╭─ Provided records

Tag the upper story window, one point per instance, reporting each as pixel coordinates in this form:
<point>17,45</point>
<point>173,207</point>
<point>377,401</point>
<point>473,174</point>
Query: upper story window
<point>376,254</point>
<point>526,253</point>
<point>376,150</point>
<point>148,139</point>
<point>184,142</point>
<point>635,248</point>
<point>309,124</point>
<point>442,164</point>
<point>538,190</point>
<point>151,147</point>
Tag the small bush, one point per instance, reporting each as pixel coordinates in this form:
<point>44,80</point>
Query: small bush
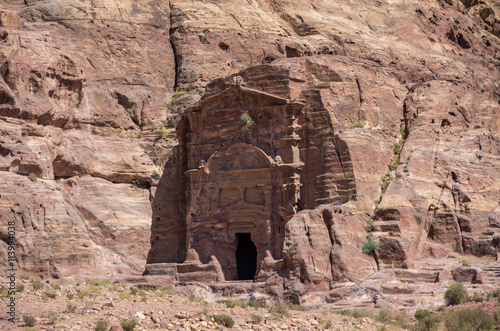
<point>428,323</point>
<point>174,97</point>
<point>297,307</point>
<point>128,325</point>
<point>167,289</point>
<point>33,177</point>
<point>254,303</point>
<point>386,181</point>
<point>397,148</point>
<point>404,134</point>
<point>162,133</point>
<point>477,298</point>
<point>125,296</point>
<point>29,320</point>
<point>246,123</point>
<point>102,325</point>
<point>255,319</point>
<point>49,294</point>
<point>418,218</point>
<point>52,317</point>
<point>101,282</point>
<point>369,226</point>
<point>468,319</point>
<point>70,308</point>
<point>394,164</point>
<point>420,314</point>
<point>155,175</point>
<point>91,290</point>
<point>456,294</point>
<point>55,286</point>
<point>37,283</point>
<point>223,320</point>
<point>496,316</point>
<point>434,225</point>
<point>493,293</point>
<point>370,247</point>
<point>279,309</point>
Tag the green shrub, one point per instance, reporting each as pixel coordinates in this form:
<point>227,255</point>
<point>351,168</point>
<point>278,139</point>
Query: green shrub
<point>19,287</point>
<point>49,294</point>
<point>434,225</point>
<point>246,123</point>
<point>297,307</point>
<point>55,286</point>
<point>37,283</point>
<point>404,134</point>
<point>174,97</point>
<point>496,316</point>
<point>155,175</point>
<point>394,164</point>
<point>456,294</point>
<point>493,293</point>
<point>386,181</point>
<point>128,325</point>
<point>369,226</point>
<point>102,325</point>
<point>29,320</point>
<point>397,148</point>
<point>420,314</point>
<point>255,319</point>
<point>125,296</point>
<point>428,323</point>
<point>370,247</point>
<point>162,133</point>
<point>70,308</point>
<point>33,177</point>
<point>224,320</point>
<point>418,218</point>
<point>101,282</point>
<point>468,320</point>
<point>52,317</point>
<point>279,309</point>
<point>254,303</point>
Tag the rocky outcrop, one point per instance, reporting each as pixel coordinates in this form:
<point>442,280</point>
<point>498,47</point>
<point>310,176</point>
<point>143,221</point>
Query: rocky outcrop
<point>83,92</point>
<point>399,126</point>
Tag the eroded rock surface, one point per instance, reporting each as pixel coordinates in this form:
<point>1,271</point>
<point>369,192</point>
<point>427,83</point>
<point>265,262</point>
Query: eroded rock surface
<point>399,125</point>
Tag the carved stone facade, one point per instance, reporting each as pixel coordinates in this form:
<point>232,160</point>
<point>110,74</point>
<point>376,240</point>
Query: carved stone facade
<point>237,177</point>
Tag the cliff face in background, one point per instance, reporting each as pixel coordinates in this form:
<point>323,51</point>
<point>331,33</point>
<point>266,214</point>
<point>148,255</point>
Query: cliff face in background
<point>83,103</point>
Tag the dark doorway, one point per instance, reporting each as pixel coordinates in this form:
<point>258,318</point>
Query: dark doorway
<point>246,256</point>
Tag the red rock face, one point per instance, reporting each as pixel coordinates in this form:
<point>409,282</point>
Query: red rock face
<point>84,88</point>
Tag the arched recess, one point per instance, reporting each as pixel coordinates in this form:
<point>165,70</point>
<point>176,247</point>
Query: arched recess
<point>234,193</point>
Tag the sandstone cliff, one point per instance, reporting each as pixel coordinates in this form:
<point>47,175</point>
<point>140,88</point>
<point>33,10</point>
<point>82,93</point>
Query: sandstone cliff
<point>406,94</point>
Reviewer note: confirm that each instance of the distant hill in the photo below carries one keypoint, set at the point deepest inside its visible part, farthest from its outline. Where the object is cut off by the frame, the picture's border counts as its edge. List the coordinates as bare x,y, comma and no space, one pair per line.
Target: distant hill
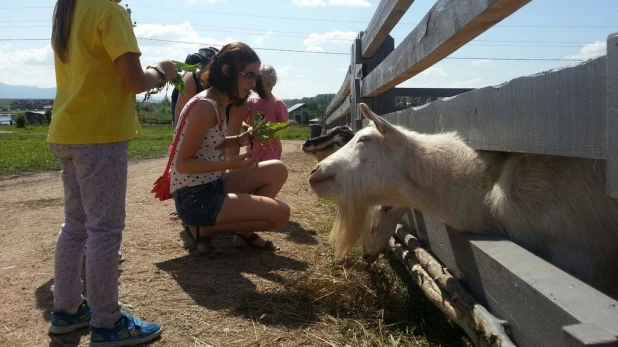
8,91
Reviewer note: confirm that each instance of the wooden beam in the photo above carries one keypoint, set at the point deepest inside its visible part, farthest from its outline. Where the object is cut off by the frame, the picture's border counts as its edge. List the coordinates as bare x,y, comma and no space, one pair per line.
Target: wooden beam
430,92
342,111
559,112
611,129
342,93
537,299
449,25
384,19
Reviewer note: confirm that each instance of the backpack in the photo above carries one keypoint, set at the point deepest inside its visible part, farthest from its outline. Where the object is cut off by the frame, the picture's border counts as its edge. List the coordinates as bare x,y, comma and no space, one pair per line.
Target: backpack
202,57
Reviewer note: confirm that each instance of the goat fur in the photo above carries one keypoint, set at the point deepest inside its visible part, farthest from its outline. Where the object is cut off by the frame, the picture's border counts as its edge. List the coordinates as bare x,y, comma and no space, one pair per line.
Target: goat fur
555,207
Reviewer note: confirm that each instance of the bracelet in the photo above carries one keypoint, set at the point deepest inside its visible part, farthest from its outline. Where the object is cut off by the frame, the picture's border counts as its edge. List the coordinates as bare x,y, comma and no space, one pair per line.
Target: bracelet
159,72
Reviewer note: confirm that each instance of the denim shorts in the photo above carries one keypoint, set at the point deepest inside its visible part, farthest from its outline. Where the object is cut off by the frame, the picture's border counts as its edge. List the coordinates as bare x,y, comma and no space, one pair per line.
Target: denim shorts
200,205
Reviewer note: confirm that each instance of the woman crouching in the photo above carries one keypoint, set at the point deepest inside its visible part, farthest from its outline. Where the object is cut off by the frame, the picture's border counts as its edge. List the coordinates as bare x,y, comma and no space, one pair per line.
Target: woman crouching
241,200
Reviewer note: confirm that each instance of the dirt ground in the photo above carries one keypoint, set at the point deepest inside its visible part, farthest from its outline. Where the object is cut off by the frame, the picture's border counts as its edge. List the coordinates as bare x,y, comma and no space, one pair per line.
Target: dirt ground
198,300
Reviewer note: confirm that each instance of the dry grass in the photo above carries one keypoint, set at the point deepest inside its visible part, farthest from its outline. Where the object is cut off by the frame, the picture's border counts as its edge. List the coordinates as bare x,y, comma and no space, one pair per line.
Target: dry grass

╰─

◆ Your goal
Reproduce the entire listing exactly, except for any pictures it contains.

◆ Solution to this problem
Tag the upper story window, one point per instance, reporting each as pixel coordinates in this form:
<point>17,45</point>
<point>173,207</point>
<point>377,401</point>
<point>473,174</point>
Query: upper story window
<point>376,254</point>
<point>526,253</point>
<point>376,150</point>
<point>148,139</point>
<point>184,142</point>
<point>635,248</point>
<point>309,124</point>
<point>442,164</point>
<point>538,190</point>
<point>151,147</point>
Tag the small bush, one point per instance, reporting each as pixel coordinates in this form:
<point>44,80</point>
Query: small bush
<point>428,323</point>
<point>174,97</point>
<point>297,307</point>
<point>128,325</point>
<point>167,289</point>
<point>33,177</point>
<point>254,303</point>
<point>386,181</point>
<point>397,148</point>
<point>404,134</point>
<point>162,133</point>
<point>477,298</point>
<point>125,296</point>
<point>29,320</point>
<point>246,123</point>
<point>102,325</point>
<point>255,319</point>
<point>49,294</point>
<point>418,218</point>
<point>52,317</point>
<point>101,282</point>
<point>369,226</point>
<point>468,319</point>
<point>70,308</point>
<point>394,164</point>
<point>420,314</point>
<point>155,175</point>
<point>91,290</point>
<point>456,294</point>
<point>55,286</point>
<point>37,283</point>
<point>223,320</point>
<point>496,316</point>
<point>434,225</point>
<point>493,293</point>
<point>370,247</point>
<point>279,309</point>
Tag the green shrub, one point per instance, reporting each as pixel coordinates in this form:
<point>227,255</point>
<point>351,168</point>
<point>278,139</point>
Query: green shrub
<point>19,287</point>
<point>49,294</point>
<point>434,225</point>
<point>246,123</point>
<point>297,307</point>
<point>55,286</point>
<point>37,283</point>
<point>404,134</point>
<point>174,97</point>
<point>496,316</point>
<point>155,175</point>
<point>394,164</point>
<point>456,294</point>
<point>493,293</point>
<point>386,181</point>
<point>128,325</point>
<point>369,226</point>
<point>102,325</point>
<point>29,320</point>
<point>397,148</point>
<point>420,314</point>
<point>255,319</point>
<point>125,296</point>
<point>428,323</point>
<point>370,247</point>
<point>162,133</point>
<point>70,308</point>
<point>33,177</point>
<point>224,320</point>
<point>418,218</point>
<point>101,282</point>
<point>468,320</point>
<point>52,317</point>
<point>279,309</point>
<point>254,303</point>
Tag the rocky outcrop, one point per instance, reporting each as pixel coordinates in this form:
<point>442,280</point>
<point>498,47</point>
<point>310,176</point>
<point>143,221</point>
Query: rocky outcrop
<point>83,92</point>
<point>399,126</point>
Tag the eroded rock surface, one point per instance, reporting each as pixel coordinates in this form:
<point>1,271</point>
<point>369,192</point>
<point>427,83</point>
<point>265,262</point>
Query: eroded rock surface
<point>399,125</point>
Tag the carved stone facade, one point per instance, reporting each as pixel coordinates in this form:
<point>232,160</point>
<point>110,74</point>
<point>376,240</point>
Query: carved stone facade
<point>237,177</point>
Tag the cliff face in background, one point per instance, reporting each as pixel coordinates in this form:
<point>323,51</point>
<point>331,33</point>
<point>266,214</point>
<point>148,255</point>
Query: cliff face in background
<point>83,103</point>
Tag the dark doorway, one point per instance, reporting each as pixel coordinates in this form:
<point>258,318</point>
Query: dark doorway
<point>246,256</point>
Tag the red rock face, one point per instance, reporting each as pixel coordinates in this form:
<point>409,282</point>
Query: red rock face
<point>84,88</point>
Tag the arched recess, one point per instance, reporting each as pixel coordinates in this form:
<point>165,70</point>
<point>176,247</point>
Query: arched recess
<point>234,193</point>
Tag the sandstone cliff, one point per instance, reporting each as pixel coordinates in this form:
<point>47,175</point>
<point>140,88</point>
<point>33,10</point>
<point>82,93</point>
Query: sandstone cliff
<point>406,94</point>
Reviewer note: confirm that each instance of the distant hill in the photo below carries one keypoint, set at the point deepest inside its visible part, farthest from its outline. Where the object is cut off by the frame, the picture's border counts as its edge. List the coordinates as bare x,y, comma and no space, one pair per line.
Target: distant hill
8,91
Reviewer note: confirm that each instance of the wooden beam in the photo above carries one keypoint, set at the point deepest inside its visible part, farthest from its outline. Where the object is cut off by the frame, the picture's border counts as its edge. List the coordinates as bare x,y, comma and no space, one pair per line.
Target: wooden beam
430,92
342,111
559,112
611,129
342,93
537,299
449,25
384,19
Reviewer note: confirm that each instance of the backpack in the photo above carries one keypoint, set at the point deepest inside its visible part, farthest from its outline. Where the object is cut off by the frame, the picture's border counts as its edge. List the coordinates as bare x,y, comma and no space, one pair per line.
Target: backpack
202,57
Reviewer note: confirm that each instance of the goat fur in the photo above carries one keypoint, set at the point deepest inside its visible part, farthest from its outline. Where the object is cut off by the frame, the picture's border counts as its edge. List the coordinates as bare x,y, comma and no space, one pair per line.
Target: goat fur
555,207
Reviewer note: confirm that each instance of the bracelet in the photo above carries one keypoint, set at the point deepest inside its visible part, farthest from its outline. Where the object is cut off by the frame, the picture's border counts as its edge. List the coordinates as bare x,y, comma and no space, one pair per line.
Target: bracelet
159,72
Reviewer note: confirm that each instance of the denim shorts in the photo above carries one keypoint, set at the point deepest inside its visible part, farthest from its outline. Where the object is cut off by the frame, the picture's border counts as its edge. List the coordinates as bare x,y, comma and no space, one pair per line.
Target: denim shorts
200,205
Reviewer note: confirm that each instance of the woman crouching in the photo above carries one keypoint, set at the point deepest inside its visible part, farthest from its outline. Where the object is cut off by the frame, the picture's border counts as its edge. List the coordinates as bare x,y, comma and no space, one pair per line.
Target: woman crouching
241,200
Reviewer note: confirm that each instance of the dirt ground in the photo above carries one keypoint, set at the point deepest inside its visible part, farthest from its outline. Where the object is cut off by the frame, the picture's border counts as its edge. List the coordinates as bare x,y, comma and no space, one pair per line.
Target: dirt ground
198,300
Reviewer note: confirm that each instance of the dry grass in the photo above carries one keypoint, set at the point deepest inside its visible part, farthest from its outline. Where the object is cut off by the frame, the picture's border counts as its edge. List the coordinates as bare x,y, comma and no space, one pair per line.
Target: dry grass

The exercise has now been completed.